THE TASK: Starting at the line that has "x=180 y=143" and stopping after the line that has "x=101 y=101", reproduce the listing below exactly; omit everything else.

━━━ DATASET EXTRACT ━━━

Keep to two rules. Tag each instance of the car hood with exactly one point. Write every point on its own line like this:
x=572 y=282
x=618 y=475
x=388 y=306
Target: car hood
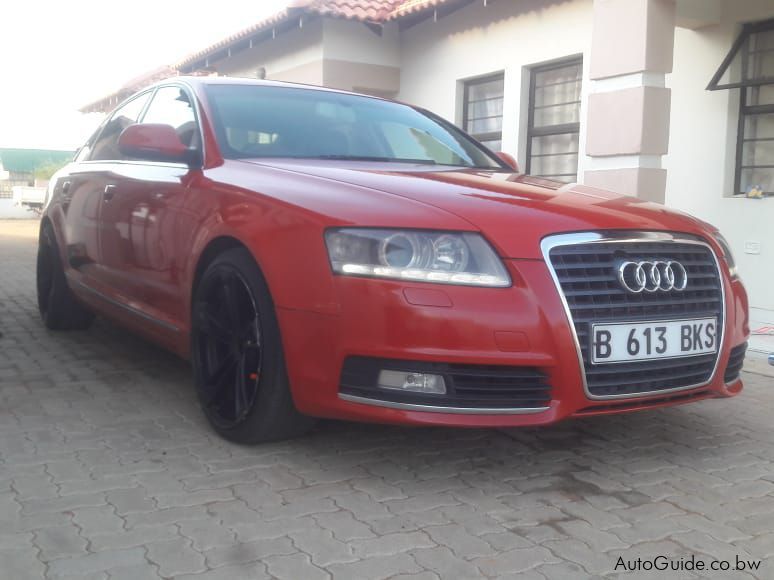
x=514 y=211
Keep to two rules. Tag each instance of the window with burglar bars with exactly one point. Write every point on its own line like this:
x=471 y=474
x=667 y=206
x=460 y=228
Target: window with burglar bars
x=554 y=120
x=749 y=66
x=755 y=145
x=483 y=110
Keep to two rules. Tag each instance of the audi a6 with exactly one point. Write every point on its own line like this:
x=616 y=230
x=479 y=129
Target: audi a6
x=318 y=253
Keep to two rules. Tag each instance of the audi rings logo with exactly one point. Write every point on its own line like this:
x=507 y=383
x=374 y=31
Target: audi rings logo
x=652 y=276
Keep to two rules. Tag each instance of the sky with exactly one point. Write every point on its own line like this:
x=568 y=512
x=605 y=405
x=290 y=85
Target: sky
x=59 y=56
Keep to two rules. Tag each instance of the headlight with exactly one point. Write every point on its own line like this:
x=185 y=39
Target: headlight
x=727 y=254
x=419 y=256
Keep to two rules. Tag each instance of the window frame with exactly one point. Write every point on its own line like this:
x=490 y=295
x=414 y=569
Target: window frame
x=560 y=129
x=745 y=110
x=467 y=84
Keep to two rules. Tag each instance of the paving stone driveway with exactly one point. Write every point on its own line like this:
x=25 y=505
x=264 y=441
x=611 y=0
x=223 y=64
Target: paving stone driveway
x=108 y=470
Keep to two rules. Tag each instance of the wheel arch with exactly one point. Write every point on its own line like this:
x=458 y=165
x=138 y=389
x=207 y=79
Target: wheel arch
x=212 y=250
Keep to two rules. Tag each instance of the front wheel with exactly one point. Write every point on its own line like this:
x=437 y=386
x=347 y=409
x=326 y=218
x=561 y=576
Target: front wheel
x=238 y=362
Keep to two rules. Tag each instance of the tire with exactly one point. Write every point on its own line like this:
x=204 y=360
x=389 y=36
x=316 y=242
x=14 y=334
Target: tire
x=58 y=308
x=238 y=362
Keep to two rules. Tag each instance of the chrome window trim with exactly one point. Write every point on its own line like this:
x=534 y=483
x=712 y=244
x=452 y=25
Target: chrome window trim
x=628 y=236
x=439 y=409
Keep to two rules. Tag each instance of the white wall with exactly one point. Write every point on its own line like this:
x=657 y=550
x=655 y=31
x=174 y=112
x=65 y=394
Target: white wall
x=702 y=148
x=9 y=210
x=504 y=36
x=288 y=50
x=354 y=42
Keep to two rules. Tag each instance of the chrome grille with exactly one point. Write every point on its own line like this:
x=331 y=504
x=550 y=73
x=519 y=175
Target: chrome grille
x=586 y=275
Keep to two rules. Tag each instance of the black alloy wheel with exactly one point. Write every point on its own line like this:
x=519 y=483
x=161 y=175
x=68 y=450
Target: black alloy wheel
x=238 y=363
x=229 y=347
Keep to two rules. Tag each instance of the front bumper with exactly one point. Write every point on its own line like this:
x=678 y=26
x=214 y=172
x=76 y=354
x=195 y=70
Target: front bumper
x=524 y=325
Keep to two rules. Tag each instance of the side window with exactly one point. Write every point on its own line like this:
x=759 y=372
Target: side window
x=106 y=145
x=172 y=106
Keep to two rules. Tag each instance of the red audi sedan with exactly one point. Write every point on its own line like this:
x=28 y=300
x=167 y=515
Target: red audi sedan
x=318 y=253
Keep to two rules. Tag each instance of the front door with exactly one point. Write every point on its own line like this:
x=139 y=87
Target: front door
x=139 y=230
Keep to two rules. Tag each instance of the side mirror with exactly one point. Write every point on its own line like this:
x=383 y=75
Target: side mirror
x=509 y=160
x=155 y=142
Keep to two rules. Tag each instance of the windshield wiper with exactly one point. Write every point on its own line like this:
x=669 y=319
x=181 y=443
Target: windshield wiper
x=374 y=158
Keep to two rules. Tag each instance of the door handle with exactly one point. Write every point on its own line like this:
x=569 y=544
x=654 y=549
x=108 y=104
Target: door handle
x=110 y=191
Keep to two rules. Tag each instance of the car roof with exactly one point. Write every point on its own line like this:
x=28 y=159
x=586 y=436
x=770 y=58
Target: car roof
x=201 y=81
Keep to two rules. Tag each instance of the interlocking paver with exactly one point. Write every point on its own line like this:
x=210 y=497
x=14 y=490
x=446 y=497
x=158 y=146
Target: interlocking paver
x=175 y=558
x=294 y=567
x=108 y=471
x=59 y=542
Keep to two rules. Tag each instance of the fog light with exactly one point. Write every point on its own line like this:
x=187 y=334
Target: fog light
x=415 y=382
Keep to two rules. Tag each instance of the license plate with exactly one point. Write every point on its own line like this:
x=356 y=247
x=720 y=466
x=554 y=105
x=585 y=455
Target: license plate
x=633 y=341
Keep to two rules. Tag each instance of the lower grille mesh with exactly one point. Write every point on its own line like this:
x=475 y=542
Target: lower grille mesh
x=468 y=386
x=735 y=362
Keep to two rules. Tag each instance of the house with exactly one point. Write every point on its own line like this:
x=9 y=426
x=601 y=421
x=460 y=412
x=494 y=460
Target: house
x=668 y=100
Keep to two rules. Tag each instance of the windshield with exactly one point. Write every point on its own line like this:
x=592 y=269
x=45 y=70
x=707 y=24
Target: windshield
x=270 y=121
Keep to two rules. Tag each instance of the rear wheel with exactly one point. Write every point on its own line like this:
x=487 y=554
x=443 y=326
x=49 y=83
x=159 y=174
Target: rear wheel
x=238 y=363
x=58 y=307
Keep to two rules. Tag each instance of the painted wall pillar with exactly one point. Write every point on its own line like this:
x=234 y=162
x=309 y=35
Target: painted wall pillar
x=627 y=129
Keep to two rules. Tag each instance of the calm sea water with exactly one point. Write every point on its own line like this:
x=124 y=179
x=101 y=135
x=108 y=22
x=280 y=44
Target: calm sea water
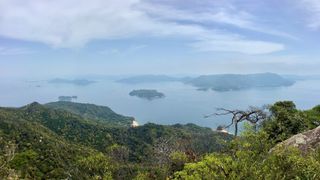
x=182 y=104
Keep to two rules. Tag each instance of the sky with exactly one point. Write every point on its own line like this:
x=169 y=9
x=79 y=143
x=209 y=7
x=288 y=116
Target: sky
x=56 y=38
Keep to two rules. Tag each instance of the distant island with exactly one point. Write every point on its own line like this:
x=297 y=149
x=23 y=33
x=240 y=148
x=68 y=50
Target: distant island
x=149 y=94
x=78 y=82
x=67 y=98
x=219 y=82
x=229 y=82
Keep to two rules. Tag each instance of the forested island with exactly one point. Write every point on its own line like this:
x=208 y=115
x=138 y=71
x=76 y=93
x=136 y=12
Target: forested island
x=149 y=94
x=228 y=82
x=67 y=98
x=219 y=82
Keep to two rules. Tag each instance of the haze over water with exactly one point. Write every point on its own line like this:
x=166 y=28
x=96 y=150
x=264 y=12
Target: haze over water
x=182 y=104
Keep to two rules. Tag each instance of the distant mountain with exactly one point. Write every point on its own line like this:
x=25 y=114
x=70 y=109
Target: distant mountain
x=78 y=82
x=149 y=79
x=91 y=111
x=226 y=82
x=301 y=77
x=149 y=94
x=50 y=143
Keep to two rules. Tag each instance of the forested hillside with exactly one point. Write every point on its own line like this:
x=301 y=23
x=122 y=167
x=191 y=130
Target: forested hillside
x=42 y=142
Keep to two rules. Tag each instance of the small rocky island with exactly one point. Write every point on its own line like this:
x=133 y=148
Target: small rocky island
x=149 y=94
x=67 y=98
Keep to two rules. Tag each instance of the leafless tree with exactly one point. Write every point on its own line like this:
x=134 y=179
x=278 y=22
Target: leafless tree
x=252 y=115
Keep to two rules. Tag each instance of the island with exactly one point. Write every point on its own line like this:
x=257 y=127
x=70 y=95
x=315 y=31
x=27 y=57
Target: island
x=233 y=82
x=67 y=98
x=148 y=94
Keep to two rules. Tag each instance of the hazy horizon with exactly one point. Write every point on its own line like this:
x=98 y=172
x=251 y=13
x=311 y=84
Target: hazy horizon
x=57 y=39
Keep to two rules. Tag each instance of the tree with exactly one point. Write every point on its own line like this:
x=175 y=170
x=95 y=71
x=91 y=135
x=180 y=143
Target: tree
x=285 y=120
x=7 y=154
x=252 y=115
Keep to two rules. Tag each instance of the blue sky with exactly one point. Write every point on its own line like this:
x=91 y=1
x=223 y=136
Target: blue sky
x=77 y=37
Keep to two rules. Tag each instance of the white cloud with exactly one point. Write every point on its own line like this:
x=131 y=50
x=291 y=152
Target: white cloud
x=123 y=52
x=14 y=51
x=74 y=23
x=313 y=9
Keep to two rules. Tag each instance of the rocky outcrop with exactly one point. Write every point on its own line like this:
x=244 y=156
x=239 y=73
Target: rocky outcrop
x=306 y=141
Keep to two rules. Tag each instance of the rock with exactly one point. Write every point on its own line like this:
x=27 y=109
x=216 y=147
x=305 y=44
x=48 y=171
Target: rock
x=306 y=141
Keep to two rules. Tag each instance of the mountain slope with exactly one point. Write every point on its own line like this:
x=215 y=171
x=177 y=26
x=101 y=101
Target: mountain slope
x=58 y=144
x=39 y=153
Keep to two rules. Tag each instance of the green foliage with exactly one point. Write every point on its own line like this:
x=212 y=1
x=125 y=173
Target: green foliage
x=97 y=166
x=57 y=144
x=285 y=121
x=249 y=158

━━━

WRITTEN SOLUTION:
x=180 y=143
Target: tree
x=285 y=120
x=7 y=154
x=252 y=115
Keep to two rules. Tag each instance of the blue sky with exactly one point. Write every point on its own line like this:
x=91 y=1
x=223 y=136
Target: blue sky
x=77 y=37
Keep to two rules. Tag each instance of the white cloud with exactly one point. Write every point on its own line like this:
x=131 y=50
x=291 y=152
Target: white cloud
x=123 y=52
x=14 y=51
x=74 y=23
x=313 y=9
Keep to two rules. Tag each instance of the rocky outcrop with exactly one point. Write every point on its own line like this:
x=244 y=156
x=239 y=73
Target: rocky outcrop
x=306 y=141
Keep to two rules. Tag each instance of the rock with exactly one point. Write every point on its own line like this:
x=27 y=109
x=216 y=147
x=305 y=44
x=48 y=171
Target: rock
x=306 y=141
Keep to two rules. Tag each instance of the mountain slope with exactly one point. Write every point on its own line like this:
x=215 y=171
x=177 y=26
x=101 y=101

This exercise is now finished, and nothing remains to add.